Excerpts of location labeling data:
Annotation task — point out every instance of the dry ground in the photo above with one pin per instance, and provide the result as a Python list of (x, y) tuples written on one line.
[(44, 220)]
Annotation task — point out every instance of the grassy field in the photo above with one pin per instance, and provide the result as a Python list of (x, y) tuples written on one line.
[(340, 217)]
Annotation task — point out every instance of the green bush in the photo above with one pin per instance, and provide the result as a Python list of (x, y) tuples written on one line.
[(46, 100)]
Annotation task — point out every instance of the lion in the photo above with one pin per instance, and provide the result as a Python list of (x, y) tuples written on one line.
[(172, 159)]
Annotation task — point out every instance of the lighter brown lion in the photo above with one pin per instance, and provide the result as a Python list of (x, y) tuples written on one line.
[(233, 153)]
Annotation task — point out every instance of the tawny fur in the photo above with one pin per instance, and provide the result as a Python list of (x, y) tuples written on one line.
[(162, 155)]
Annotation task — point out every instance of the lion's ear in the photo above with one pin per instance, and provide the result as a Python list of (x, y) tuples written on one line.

--

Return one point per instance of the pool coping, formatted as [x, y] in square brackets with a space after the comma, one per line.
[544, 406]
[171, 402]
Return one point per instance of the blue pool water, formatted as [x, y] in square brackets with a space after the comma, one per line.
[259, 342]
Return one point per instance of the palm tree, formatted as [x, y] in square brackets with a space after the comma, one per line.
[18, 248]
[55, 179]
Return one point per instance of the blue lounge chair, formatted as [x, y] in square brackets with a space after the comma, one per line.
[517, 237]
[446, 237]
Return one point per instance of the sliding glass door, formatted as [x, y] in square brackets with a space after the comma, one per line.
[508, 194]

Challenge:
Write out the items above word for word, starting at the line that contains "Annotation task — point out every instance of the dry" and ending at the line that contains "[(340, 217)]", with both of those lines included.

Written reply:
Annotation task — point out every instance of the dry ground in the photo above with one pin per instance, and provide the result as a Python list of (x, y) tuples written on one line.
[(44, 220)]
Annotation task — point out every instance of the grassy field in the photo above with one pin per instance, and provide the result as a Python list of (x, y) tuples written on one line.
[(340, 217)]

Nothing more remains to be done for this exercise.